> WHAT IS ASKED: Format every line of the listing below as a JSON list of strings, one string per line, with blank lines omitted and the pictures left out.

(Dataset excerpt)

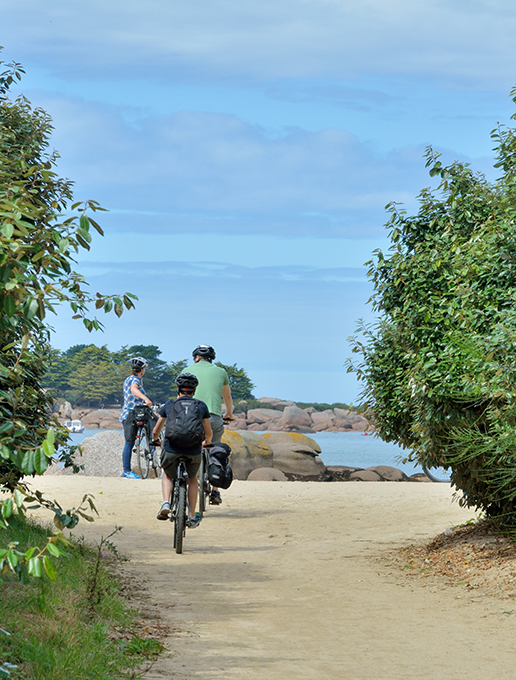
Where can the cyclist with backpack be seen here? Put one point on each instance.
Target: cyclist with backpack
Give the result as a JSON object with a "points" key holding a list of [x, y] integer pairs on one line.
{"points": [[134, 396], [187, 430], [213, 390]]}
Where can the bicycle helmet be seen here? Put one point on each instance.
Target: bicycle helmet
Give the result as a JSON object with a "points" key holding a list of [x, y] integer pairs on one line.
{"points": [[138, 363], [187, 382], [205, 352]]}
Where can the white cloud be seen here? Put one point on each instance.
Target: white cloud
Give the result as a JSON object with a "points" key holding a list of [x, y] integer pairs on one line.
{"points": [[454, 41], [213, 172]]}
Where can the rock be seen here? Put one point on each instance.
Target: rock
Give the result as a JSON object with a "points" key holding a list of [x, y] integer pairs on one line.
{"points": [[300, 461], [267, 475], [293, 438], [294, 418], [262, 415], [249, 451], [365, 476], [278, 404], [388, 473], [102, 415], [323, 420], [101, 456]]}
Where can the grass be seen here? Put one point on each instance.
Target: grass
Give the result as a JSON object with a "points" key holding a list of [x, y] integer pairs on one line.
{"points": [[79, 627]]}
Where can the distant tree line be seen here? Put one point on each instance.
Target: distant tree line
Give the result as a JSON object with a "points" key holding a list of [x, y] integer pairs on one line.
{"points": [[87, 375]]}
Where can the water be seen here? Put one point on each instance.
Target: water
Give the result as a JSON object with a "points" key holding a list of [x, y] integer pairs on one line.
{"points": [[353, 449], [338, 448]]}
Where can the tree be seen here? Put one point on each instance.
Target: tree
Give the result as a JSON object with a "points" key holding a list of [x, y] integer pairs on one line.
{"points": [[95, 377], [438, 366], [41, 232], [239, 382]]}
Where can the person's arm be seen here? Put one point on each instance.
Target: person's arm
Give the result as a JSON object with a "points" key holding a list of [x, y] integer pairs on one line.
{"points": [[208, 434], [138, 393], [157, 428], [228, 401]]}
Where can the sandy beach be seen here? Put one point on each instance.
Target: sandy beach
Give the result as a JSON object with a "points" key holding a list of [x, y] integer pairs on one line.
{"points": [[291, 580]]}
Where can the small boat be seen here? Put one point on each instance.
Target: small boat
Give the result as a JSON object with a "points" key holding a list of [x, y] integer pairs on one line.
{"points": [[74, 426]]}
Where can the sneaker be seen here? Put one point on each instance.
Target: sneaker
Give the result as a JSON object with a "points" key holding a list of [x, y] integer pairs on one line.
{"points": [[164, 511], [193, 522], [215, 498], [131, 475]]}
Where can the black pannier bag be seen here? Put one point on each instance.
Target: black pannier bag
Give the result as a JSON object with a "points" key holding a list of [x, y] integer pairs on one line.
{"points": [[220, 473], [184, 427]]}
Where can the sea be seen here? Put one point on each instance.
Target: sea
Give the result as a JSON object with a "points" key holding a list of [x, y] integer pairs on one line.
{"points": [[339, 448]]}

> WRITTEN ANSWER:
[
  "Where can the cyclist with backpack be seen here? Put one point on each instance.",
  "Target: cyclist with backpack",
  "Give the result as a JSON object with a \"points\" key holding a list of [x, y] integer pairs on one line.",
  "{\"points\": [[134, 396], [187, 430], [213, 390]]}",
  "Where can the bicycle helmet be seen here? Put one point on each instance.",
  "Target: bicycle helmet",
  "Give the result as a JSON object with a \"points\" key holding a list of [x, y] integer pairs on one line.",
  "{\"points\": [[138, 363], [187, 382], [205, 352]]}",
  "Where can the white cloud be seen here? Put one point on each instance.",
  "Target: white cloud",
  "Give the result as a JSON object with a \"points\" key holding a list of [x, y] integer pairs on one line.",
  "{\"points\": [[454, 41], [213, 172]]}",
  "Where can the rock be seen here? Put one point on each instance.",
  "Target: rock",
  "Give the result as a JSON object with a \"points\" key holding a list of [x, y] integer pairs on one line.",
  "{\"points\": [[300, 461], [267, 475], [293, 438], [294, 418], [262, 415], [249, 451], [365, 476], [278, 404], [388, 473], [102, 415], [323, 420], [101, 456]]}",
  "Where can the grass be seen here? Put one point on each instance.",
  "Target: grass",
  "Give the result as a JSON object with a \"points\" key holding a list of [x, y] integer pairs on one line.",
  "{\"points\": [[79, 627]]}",
  "Where can the distant tree line be seen here? Put one point on each instance.",
  "Target: distant tree line",
  "Give the result as a JSON object with a \"points\" key holding a list of [x, y] integer pairs on one line.",
  "{\"points\": [[87, 375]]}",
  "Where can the water be seen here? Put one point on each instance.",
  "Target: water",
  "Give the result as a JSON object with a \"points\" key holding a list of [x, y] integer pairs on one line.",
  "{\"points\": [[353, 449], [338, 448]]}",
  "Where can the tree be seen here? Put one point on each instance.",
  "Target: tree",
  "Give the result as a JSON object with a \"points\" key holding a list of [x, y] integer pairs on one line.",
  "{\"points\": [[95, 377], [438, 366], [41, 232], [239, 382]]}",
  "Where can the person's arm be seen here? Put one point on each instance.",
  "Target: person's arm",
  "Give the result as a JSON object with a \"points\" key holding a list of [x, y] integer pairs on one line.",
  "{\"points\": [[208, 434], [138, 393], [157, 428], [228, 401]]}",
  "Where can the sandy beach be seen here? Put one point on each instance.",
  "Target: sandy beach",
  "Give the result as a JSON object with a \"points\" key holding a list of [x, y] integer pairs on one line.",
  "{\"points\": [[291, 580]]}",
  "Where can the small boat be seen here? Put one point on each instance.",
  "Target: small boat",
  "Give the result as a JSON object with a \"points\" key holding a list of [x, y] integer pairs on one line.",
  "{\"points\": [[74, 426]]}",
  "Where can the sneaker be seen here? Put one point on each instance.",
  "Target: sneaker",
  "Give the result as a JSON object with a \"points\" key holding a list of [x, y] integer pairs on one line.",
  "{\"points\": [[164, 511], [193, 522], [215, 498], [131, 475]]}",
  "Where can the black pannier bag be seen here? Put one point on each instance.",
  "Target: black pannier bag",
  "Give the result as a JSON object with a \"points\" key holding a list of [x, y] integer pairs on one line.",
  "{\"points\": [[220, 473], [184, 427]]}",
  "Where can the sea be seen here? Put one point on each instance.",
  "Target: sea",
  "Give the result as a JSON object with a \"points\" key holding a list of [x, y] integer pairs on one line.",
  "{\"points\": [[339, 448]]}"
]